Material =>
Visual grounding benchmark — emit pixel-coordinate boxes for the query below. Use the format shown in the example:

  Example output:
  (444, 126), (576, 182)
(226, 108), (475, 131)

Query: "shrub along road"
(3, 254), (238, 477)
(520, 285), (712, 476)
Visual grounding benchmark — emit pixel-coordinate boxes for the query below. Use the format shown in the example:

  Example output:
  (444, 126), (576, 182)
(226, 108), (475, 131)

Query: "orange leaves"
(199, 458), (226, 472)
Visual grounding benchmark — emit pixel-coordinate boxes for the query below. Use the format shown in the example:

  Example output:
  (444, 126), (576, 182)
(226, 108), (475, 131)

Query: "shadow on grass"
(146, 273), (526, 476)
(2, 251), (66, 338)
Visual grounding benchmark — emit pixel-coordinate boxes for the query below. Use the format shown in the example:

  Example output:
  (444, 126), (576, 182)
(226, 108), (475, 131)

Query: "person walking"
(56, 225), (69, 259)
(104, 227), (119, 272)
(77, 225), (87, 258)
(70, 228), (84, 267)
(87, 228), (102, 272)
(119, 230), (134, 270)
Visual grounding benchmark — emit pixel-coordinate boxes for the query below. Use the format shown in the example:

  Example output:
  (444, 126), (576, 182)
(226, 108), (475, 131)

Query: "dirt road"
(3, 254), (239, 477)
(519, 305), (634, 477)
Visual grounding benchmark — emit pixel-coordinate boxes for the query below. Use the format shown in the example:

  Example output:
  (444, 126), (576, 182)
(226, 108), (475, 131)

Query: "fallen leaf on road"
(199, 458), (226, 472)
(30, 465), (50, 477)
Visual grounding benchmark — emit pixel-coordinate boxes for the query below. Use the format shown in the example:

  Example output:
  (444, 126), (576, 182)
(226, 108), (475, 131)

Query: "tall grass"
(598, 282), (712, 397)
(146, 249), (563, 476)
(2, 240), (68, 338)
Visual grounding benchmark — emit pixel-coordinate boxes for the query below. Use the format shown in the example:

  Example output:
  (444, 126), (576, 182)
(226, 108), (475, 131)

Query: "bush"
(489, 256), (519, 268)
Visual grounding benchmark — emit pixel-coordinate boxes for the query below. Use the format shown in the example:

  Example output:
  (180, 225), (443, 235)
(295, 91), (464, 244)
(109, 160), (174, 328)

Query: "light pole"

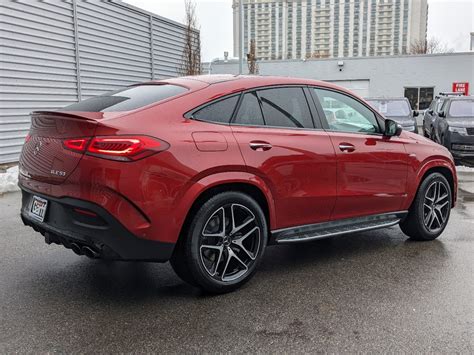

Goal => Extract every line of the listing above verbatim, leaving out the picture.

Solution =>
Visual grounding benchmark — emit pixel-coordinate boxes for the query below. Use the format shown in the example:

  Example output:
  (444, 126), (576, 182)
(226, 108), (475, 131)

Query: "shrub along road"
(3, 254), (238, 477)
(520, 285), (712, 476)
Visual grounding benchmark — emit pixel-coordinate boxes for the query below. Use the format shown in the example:

  Example output:
  (444, 126), (576, 182)
(226, 108), (475, 131)

Query: "orange leaves"
(199, 458), (226, 472)
Visual grounding benchmark — emit pixel-coordinate boxes for the query below. Use the format shown in the example:

  Example output:
  (444, 126), (576, 182)
(226, 108), (475, 131)

Query: "shadow on grass"
(146, 273), (526, 476)
(2, 251), (66, 338)
Visual grounding benchmark — emit pixel-coordinate boxes for the query below. Use the format shown in the example:

  Example output:
  (444, 126), (576, 182)
(226, 108), (475, 131)

Query: "person walking"
(56, 225), (69, 259)
(104, 227), (119, 272)
(77, 225), (87, 258)
(70, 228), (84, 267)
(87, 228), (102, 272)
(119, 230), (134, 270)
Visual grounding benchmark — emit pixel-coordinate boxes for the query below. Use the format shown in the example:

  Example output:
  (444, 126), (576, 182)
(226, 108), (475, 131)

Query: "dirt road"
(3, 254), (239, 477)
(519, 305), (634, 477)
Visual grounding benchmark — emit pixel-coordinate boxes for the query below. Use the format shown in the example:

  Example output:
  (444, 126), (576, 182)
(226, 108), (475, 131)

Query: "fallen leaf on road"
(199, 458), (226, 472)
(30, 465), (50, 477)
Visual grounding benchmark — emit pixel-coordinate boxes for the query below. Use the format shown in the example:

  Example output:
  (444, 126), (576, 182)
(226, 108), (475, 131)

Query: "tall grass"
(598, 282), (712, 397)
(146, 249), (563, 476)
(2, 240), (68, 338)
Visual grounding benchmark — emit pixel-coordinate boxes for the query below. Use the format shown in the example:

  Example output:
  (444, 126), (576, 182)
(226, 108), (475, 131)

Query: "bush"
(489, 256), (519, 268)
Visual grounding benchmark — emit pixel-coordinate boxes for the query below. Use the format shown in the example:

  Example output:
  (180, 225), (443, 235)
(295, 91), (464, 244)
(109, 160), (174, 328)

Query: "light pole"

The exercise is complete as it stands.